■ Exercise ■
Retype the records below without any changes, starting at the line that contains "QA step — confirm white sign" and stopping after the last line of the records.

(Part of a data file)
··········
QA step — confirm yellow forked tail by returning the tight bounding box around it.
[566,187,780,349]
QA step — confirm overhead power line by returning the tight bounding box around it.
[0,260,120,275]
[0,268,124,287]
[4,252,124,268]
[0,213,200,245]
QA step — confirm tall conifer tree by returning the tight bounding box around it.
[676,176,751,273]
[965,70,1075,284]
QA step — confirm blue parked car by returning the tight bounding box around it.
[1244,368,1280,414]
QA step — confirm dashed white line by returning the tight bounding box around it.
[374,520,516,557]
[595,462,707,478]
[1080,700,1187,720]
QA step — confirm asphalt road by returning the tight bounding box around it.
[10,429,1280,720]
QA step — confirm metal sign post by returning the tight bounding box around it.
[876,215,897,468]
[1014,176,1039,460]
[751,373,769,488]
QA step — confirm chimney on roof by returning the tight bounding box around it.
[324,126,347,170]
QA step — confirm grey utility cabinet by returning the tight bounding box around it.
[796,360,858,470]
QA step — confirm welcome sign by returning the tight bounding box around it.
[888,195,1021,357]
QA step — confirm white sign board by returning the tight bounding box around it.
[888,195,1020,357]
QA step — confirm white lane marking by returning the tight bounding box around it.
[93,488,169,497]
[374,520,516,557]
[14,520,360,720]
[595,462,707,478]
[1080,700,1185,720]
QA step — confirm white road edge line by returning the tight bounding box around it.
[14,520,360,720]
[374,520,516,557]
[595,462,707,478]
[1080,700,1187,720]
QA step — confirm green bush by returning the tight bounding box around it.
··········
■ Written answer ■
QA step — confirm white sign board by returning the tight bounding box around it.
[888,195,1020,357]
QA step — confirm white lane marking by returning the tight bounding box around it.
[93,488,169,497]
[374,520,516,557]
[14,520,360,720]
[595,462,707,478]
[1080,700,1185,720]
QA step — confirm white road edge line by returning the tight bounding box around it.
[14,520,360,720]
[374,520,516,557]
[595,462,707,478]
[1080,700,1187,720]
QA step — confirm green bush by returning the tight bounding box around it.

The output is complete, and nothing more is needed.